## GIVEN EXERCISE
Please show each line in the rows below that contains the word "lanyard".

Bounding-box rows
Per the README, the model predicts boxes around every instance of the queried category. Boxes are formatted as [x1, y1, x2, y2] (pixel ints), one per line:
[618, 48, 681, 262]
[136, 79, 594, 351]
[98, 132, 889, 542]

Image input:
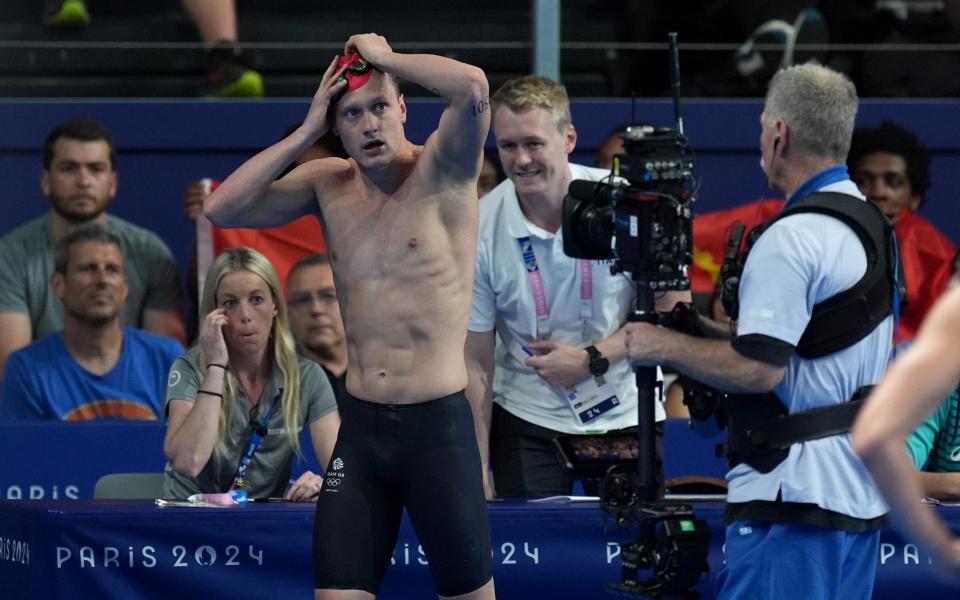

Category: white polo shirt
[469, 164, 665, 433]
[727, 179, 893, 519]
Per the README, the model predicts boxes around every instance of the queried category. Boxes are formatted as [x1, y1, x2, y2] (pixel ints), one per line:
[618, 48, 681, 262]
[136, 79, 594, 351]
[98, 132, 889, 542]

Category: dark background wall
[0, 100, 960, 296]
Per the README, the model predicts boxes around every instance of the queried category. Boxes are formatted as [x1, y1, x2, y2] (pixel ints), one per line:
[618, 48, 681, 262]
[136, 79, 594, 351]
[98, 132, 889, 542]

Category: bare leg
[181, 0, 237, 44]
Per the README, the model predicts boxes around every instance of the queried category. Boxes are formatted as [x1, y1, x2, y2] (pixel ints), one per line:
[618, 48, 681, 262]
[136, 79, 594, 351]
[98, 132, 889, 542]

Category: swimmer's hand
[283, 471, 323, 502]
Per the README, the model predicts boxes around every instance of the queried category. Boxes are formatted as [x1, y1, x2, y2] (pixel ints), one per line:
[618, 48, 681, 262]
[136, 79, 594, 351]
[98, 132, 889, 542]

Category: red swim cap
[337, 54, 373, 94]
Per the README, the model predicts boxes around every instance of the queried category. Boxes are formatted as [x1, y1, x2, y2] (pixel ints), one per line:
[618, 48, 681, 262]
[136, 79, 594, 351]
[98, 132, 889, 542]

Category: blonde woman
[163, 248, 340, 502]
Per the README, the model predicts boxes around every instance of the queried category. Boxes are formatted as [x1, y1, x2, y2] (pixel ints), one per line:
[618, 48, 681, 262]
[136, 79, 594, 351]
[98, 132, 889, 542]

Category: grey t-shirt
[163, 347, 337, 499]
[0, 213, 181, 340]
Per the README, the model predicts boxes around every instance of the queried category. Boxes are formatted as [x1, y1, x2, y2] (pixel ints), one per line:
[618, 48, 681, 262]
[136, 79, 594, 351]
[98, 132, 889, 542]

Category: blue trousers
[716, 521, 880, 600]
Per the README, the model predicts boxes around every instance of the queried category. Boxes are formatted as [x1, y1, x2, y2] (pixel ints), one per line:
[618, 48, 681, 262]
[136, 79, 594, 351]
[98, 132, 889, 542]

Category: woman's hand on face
[200, 308, 230, 365]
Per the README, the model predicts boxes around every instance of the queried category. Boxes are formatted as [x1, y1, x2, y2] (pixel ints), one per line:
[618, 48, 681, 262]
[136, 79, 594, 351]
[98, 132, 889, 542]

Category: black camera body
[563, 125, 697, 291]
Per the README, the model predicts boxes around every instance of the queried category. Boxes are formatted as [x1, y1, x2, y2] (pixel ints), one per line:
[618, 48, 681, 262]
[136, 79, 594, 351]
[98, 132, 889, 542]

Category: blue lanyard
[230, 402, 277, 489]
[784, 165, 900, 329]
[784, 165, 850, 208]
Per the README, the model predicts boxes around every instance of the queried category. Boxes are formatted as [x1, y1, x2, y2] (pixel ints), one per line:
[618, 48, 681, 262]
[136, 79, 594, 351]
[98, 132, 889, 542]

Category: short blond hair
[490, 75, 573, 133]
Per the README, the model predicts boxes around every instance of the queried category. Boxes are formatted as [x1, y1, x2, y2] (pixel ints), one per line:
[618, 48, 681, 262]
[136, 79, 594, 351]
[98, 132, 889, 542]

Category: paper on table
[527, 496, 600, 503]
[153, 498, 230, 508]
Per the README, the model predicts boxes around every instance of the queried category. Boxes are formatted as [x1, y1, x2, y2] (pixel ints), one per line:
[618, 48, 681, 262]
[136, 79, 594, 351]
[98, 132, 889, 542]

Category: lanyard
[784, 165, 850, 208]
[517, 237, 593, 340]
[784, 165, 901, 329]
[230, 402, 277, 490]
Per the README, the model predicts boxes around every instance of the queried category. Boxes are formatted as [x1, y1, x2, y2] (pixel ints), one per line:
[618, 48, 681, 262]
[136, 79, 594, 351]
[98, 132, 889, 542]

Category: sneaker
[203, 44, 263, 98]
[43, 0, 90, 27]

## EXERCISE ANSWER
Category: blue lanyard
Category: lanyard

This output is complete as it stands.